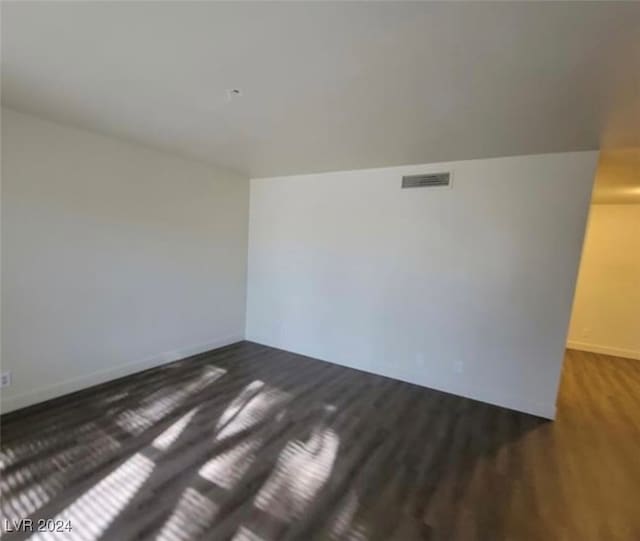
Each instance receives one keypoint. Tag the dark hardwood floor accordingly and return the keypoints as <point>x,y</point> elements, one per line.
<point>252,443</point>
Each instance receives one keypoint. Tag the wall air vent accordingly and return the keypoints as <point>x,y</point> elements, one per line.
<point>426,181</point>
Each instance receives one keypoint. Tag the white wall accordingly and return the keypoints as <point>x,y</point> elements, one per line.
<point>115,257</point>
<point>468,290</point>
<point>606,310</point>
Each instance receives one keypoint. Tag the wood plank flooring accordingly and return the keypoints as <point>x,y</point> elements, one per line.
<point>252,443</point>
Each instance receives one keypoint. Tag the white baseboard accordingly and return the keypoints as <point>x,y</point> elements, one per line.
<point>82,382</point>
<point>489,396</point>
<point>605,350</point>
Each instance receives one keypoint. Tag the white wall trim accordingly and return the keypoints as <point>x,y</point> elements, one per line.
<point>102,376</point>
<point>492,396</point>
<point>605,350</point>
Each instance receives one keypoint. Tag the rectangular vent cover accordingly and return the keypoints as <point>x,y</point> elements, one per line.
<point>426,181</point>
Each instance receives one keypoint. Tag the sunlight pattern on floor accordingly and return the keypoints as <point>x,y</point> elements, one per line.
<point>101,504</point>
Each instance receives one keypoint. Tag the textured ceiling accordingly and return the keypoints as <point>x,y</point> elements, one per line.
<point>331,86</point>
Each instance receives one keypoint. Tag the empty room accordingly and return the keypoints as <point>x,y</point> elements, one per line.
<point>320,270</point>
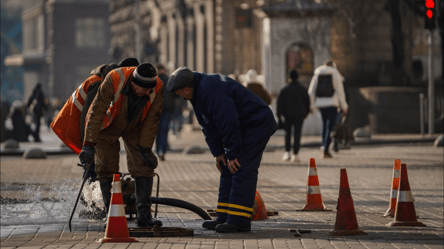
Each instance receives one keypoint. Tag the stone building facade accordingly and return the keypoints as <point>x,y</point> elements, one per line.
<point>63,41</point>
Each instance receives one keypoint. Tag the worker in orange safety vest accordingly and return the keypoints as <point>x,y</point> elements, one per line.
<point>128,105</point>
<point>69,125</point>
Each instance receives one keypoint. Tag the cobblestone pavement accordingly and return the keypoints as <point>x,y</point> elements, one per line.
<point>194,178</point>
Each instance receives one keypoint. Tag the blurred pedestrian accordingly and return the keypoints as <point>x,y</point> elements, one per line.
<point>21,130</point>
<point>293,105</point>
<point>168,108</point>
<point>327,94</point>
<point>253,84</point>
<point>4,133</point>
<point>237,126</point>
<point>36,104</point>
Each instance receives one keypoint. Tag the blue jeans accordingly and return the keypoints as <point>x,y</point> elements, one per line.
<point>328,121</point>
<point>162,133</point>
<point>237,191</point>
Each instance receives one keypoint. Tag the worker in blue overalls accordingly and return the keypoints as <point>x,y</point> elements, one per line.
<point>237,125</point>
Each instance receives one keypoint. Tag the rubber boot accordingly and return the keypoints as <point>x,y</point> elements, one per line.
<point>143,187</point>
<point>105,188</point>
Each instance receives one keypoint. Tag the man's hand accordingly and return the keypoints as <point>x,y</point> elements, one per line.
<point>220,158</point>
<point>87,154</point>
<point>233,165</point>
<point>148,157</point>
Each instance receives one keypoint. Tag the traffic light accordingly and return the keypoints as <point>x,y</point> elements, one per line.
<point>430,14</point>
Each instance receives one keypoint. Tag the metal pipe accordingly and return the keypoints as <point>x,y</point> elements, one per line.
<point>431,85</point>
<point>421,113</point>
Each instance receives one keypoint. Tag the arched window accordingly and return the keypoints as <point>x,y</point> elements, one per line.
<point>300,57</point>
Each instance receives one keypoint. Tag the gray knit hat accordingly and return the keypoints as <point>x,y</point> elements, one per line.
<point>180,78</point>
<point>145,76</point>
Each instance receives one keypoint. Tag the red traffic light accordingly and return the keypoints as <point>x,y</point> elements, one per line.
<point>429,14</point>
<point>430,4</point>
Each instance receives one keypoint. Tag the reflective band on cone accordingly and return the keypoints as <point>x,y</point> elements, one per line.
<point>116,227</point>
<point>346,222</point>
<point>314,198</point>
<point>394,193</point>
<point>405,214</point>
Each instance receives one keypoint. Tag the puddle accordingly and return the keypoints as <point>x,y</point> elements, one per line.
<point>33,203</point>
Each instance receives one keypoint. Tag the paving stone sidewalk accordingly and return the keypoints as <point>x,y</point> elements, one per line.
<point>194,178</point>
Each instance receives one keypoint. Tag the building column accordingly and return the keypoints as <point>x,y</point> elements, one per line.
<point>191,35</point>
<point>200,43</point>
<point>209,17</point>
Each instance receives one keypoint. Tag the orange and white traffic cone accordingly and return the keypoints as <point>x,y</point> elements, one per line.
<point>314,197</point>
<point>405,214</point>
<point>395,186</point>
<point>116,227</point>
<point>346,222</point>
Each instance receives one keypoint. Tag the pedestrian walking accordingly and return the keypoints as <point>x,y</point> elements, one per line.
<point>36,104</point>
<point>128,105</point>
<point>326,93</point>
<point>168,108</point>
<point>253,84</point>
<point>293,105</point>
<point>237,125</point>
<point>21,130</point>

--------

__WORK INSTRUCTIONS__:
Rewrite all of the data above, changing each "Tag" to "Mark" and leaving everything else the same. Omit the pictures.

__EXERCISE OUTPUT__:
Each instance receives one keypoint. Mark the dark hardwood floor accordingly and return the keypoints as <point>x,y</point> elements, one per line.
<point>252,443</point>
Each instance receives one keypoint. Mark the wall air vent accordingly and return the keypoints as <point>x,y</point> elements, one per line.
<point>426,181</point>
Each instance receives one keypoint. Mark the white wall accordingly and return the keypoints as <point>x,y</point> elements, one per line.
<point>115,257</point>
<point>468,290</point>
<point>606,310</point>
Each instance receives one keypoint. Mark the wood plank flooring accordingly and return the keypoints as <point>x,y</point> elements, one per line.
<point>252,443</point>
Each instance receives one keypoint. Mark the white baseboard accordingly and return the keypoints as <point>x,y</point> elements, one per line.
<point>82,382</point>
<point>489,396</point>
<point>605,350</point>
Each instance receives one keypoint. Mark the white wall trim accordingly and return the keypoints as <point>x,y</point> elements, one per line.
<point>102,376</point>
<point>492,396</point>
<point>605,350</point>
Each instance receives one keypoint. Mark the rectangular vent cover accordingly and return the keypoints as <point>x,y</point> elements, one per line.
<point>426,181</point>
Each instance receives one keypoint. Mark the sunlight pattern on floor accordingly and return the keypoints as <point>x,y</point> elements, one per line.
<point>101,504</point>
Each instance receives one keypoint. Mark the textured ceiling accordingly and return the keypoints as <point>x,y</point> elements, one per line.
<point>331,86</point>
Each instance receives one keypoint. Mark the empty room accordingly and return the keypoints as <point>x,y</point> elements, one per line.
<point>320,270</point>
Each instance receives one keypoint. Mark the stone building facade accordingly and return the keypoints as <point>x,y</point> elements, one per line.
<point>63,41</point>
Each instance receives one keypoint. Mark the worker in orange safety vest accordingly and return the keypoints as <point>x,y</point> elements, one per line.
<point>128,105</point>
<point>69,125</point>
Each instance receives one keypoint. Mark the cobblestone pavement accordingly and return the keypoints as <point>x,y</point> elements, one per line.
<point>194,178</point>
Each instance receives one keypoint. Mark the blurred pedestrian accordingly and return the keypoints as <point>x,y</point> elements, one per line.
<point>21,130</point>
<point>293,105</point>
<point>168,108</point>
<point>327,94</point>
<point>253,84</point>
<point>4,133</point>
<point>237,126</point>
<point>36,104</point>
Each instance receives one keypoint. Mark the blue jeans accordingly and return the keypoints as <point>x,y</point> elements, one per line.
<point>328,121</point>
<point>162,133</point>
<point>237,191</point>
Each instance receives one keypoint. Mark the worker in blue overalls accordingly and return the keypoints as <point>x,y</point> elements, one per line.
<point>237,125</point>
Each instance receives one keypoint. Mark the rubber boot accordingly and return the keypoints as <point>x,y</point> elements, one per line.
<point>143,187</point>
<point>105,188</point>
Each instance receives one keypoint. Mark the man's hand accordingly and return the keypoints as <point>x,y</point> elements, one per line.
<point>220,158</point>
<point>87,154</point>
<point>233,165</point>
<point>148,157</point>
Each instance receives one keypoint. Mark the traffic light accordingly and return the keypoints as <point>x,y</point> elements, one per line.
<point>430,14</point>
Each instance receives one keypoint. Mark the metal pipe accordingly and return the keypoints as <point>x,y</point> elements, one per line.
<point>431,85</point>
<point>421,113</point>
Each instance receives one keypoint. Mark the arched window accordingly and return the keypoints as <point>x,y</point> elements, one per line.
<point>300,57</point>
Each instance receives one keypoint. Mark the gray knit hat accordingly and return the keypoints as <point>x,y</point> elements, one per line.
<point>180,78</point>
<point>145,76</point>
Each instance receives one keypoint. Mark the red traffic light accordingly and return the keypoints as <point>x,y</point> elements, one per line.
<point>429,14</point>
<point>430,4</point>
Each instance receives one keypoint. Mark the reflective band on cone accordingly and return the keypoints as <point>x,y</point> elements, one per line.
<point>116,227</point>
<point>346,222</point>
<point>314,198</point>
<point>394,193</point>
<point>405,214</point>
Each instance receives one keypoint. Mark the puddle accordingly and return the keypoints as <point>x,y</point> elements, one per line.
<point>33,203</point>
Each instance receives one keypoint. Mark the paving stone sidewalk accordingly and return the keypoints as <point>x,y</point> elements, one per line.
<point>194,178</point>
Each instance receives one keypoint. Mark the building column accordingly and return the keypoints as <point>x,y</point> elements, one per line.
<point>191,35</point>
<point>200,43</point>
<point>209,17</point>
Each instance receives one keypoint. Mark the orange and white traffic cone accordingly and return the keypoints as <point>x,y</point> elements, one per line.
<point>314,197</point>
<point>405,214</point>
<point>395,186</point>
<point>116,227</point>
<point>346,222</point>
Each instance receives one keypoint. Mark the pedestrian walking accordingly and return the keypoints as <point>x,y</point> elements, one per line.
<point>36,104</point>
<point>128,105</point>
<point>326,93</point>
<point>168,108</point>
<point>253,84</point>
<point>293,105</point>
<point>237,125</point>
<point>21,130</point>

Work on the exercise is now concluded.